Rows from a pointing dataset
** Begin **

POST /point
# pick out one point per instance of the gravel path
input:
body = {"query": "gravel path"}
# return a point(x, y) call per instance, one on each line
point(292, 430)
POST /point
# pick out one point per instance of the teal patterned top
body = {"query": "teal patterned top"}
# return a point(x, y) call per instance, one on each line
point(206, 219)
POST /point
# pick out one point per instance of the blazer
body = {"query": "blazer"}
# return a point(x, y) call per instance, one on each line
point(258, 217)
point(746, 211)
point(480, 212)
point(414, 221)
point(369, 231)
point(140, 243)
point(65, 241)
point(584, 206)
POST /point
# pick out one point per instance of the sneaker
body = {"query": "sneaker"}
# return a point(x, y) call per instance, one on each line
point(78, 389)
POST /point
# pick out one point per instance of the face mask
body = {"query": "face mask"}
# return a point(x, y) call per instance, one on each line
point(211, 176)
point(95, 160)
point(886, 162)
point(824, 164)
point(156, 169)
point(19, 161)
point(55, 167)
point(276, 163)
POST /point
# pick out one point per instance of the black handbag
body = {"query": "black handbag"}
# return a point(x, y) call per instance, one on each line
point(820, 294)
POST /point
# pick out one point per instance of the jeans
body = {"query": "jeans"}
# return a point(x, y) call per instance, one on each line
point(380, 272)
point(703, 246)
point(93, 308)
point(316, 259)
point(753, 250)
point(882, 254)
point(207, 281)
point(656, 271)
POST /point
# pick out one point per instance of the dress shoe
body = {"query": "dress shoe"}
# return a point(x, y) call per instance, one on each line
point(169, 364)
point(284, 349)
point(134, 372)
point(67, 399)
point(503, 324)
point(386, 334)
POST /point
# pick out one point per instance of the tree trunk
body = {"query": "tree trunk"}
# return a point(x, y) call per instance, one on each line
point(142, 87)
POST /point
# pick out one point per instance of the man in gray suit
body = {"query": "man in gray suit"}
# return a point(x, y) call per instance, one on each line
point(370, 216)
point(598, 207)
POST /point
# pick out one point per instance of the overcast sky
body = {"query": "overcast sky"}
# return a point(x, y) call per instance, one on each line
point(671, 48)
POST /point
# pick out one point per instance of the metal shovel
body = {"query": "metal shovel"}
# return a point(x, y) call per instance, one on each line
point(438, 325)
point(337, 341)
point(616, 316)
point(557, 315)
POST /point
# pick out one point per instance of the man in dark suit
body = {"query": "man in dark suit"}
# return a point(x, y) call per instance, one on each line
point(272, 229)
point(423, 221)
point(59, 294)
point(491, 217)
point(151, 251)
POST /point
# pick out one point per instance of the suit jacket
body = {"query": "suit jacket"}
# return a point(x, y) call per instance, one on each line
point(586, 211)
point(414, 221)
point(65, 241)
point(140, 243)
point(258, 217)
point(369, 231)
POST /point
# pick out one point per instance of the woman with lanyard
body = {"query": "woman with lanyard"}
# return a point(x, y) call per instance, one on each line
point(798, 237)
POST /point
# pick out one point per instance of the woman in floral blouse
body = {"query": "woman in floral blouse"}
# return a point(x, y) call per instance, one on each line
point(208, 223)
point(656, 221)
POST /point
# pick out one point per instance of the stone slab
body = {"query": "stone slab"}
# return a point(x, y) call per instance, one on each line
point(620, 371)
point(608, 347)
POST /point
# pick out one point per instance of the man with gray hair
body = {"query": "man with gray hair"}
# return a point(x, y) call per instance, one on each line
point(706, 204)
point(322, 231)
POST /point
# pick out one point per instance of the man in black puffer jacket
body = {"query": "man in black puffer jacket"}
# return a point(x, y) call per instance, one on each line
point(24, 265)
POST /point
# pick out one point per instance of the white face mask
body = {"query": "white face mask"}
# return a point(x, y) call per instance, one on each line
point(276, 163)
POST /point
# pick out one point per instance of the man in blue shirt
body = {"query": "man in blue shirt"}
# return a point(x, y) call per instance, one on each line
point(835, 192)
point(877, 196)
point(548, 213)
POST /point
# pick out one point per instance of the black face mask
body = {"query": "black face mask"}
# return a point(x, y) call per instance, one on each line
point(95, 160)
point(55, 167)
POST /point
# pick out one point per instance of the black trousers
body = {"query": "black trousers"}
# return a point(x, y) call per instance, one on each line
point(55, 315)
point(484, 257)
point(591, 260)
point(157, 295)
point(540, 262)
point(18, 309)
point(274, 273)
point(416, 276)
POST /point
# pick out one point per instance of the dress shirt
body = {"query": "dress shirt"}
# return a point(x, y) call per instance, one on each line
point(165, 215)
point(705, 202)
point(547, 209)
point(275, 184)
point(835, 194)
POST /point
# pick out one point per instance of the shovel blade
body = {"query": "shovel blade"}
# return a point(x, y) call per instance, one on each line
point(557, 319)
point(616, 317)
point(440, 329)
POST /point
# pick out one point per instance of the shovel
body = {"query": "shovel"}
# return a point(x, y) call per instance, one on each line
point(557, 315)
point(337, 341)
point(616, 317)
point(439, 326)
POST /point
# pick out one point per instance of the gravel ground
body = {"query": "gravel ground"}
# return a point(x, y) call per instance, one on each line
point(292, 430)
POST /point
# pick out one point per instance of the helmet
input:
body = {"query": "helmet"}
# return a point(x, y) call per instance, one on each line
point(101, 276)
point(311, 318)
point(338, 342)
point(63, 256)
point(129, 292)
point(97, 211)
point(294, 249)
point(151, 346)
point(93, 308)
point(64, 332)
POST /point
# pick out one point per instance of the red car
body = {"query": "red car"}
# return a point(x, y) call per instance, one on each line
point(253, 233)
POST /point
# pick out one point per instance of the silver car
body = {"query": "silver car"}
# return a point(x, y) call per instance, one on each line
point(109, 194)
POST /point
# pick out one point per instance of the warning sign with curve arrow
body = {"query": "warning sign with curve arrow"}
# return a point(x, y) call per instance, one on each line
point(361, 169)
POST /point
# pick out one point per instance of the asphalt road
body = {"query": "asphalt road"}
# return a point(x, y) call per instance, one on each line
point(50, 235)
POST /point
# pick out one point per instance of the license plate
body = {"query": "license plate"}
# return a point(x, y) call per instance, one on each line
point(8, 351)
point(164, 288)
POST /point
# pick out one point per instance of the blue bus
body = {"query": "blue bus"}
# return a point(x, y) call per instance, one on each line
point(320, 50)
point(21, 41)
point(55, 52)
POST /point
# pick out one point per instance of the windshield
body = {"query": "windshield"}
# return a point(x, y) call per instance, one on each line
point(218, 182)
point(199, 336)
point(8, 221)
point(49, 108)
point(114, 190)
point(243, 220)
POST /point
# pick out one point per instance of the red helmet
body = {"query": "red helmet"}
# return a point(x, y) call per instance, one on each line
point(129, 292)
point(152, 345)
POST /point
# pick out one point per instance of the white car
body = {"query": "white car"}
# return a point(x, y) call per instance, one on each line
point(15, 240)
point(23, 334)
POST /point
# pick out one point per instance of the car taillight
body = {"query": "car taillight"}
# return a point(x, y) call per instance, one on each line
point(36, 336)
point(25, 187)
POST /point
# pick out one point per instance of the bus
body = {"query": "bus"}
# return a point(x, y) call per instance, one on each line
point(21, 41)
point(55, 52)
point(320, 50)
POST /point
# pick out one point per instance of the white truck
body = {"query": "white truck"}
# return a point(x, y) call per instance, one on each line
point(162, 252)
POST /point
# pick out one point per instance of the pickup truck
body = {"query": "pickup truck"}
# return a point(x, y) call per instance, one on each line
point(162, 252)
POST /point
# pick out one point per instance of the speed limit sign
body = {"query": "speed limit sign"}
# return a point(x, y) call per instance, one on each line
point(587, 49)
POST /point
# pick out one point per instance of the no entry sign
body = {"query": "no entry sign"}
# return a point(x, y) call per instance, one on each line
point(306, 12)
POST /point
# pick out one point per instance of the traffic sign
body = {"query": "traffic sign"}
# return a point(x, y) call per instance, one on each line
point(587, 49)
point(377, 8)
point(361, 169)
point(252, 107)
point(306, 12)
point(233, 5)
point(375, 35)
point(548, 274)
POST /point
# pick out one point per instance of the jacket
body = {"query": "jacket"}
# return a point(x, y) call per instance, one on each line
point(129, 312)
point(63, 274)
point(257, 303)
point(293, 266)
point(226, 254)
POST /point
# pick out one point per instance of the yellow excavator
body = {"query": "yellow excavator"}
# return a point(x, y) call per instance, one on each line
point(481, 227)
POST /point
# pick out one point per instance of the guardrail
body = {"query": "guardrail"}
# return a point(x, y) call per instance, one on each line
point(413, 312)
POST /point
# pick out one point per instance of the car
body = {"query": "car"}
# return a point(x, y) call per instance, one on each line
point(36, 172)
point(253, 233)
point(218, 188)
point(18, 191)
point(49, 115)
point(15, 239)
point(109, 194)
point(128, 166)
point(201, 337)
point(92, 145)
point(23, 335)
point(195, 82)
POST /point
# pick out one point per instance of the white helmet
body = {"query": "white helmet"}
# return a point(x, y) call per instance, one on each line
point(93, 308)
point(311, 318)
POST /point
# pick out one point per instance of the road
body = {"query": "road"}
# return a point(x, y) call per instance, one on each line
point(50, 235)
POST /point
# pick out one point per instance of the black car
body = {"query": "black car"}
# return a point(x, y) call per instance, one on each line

** End **

> **Your instructions**
Collect every line in the records above that contains the string "helmet", and copy each one out in full.

> **The completed task**
# pick out one point per instance of the helmet
body = {"query": "helmet"}
# pick out one point per instance of the red helmet
body = {"query": "red helmet"}
# pick out one point per instance of the white helmet
body = {"query": "white helmet"}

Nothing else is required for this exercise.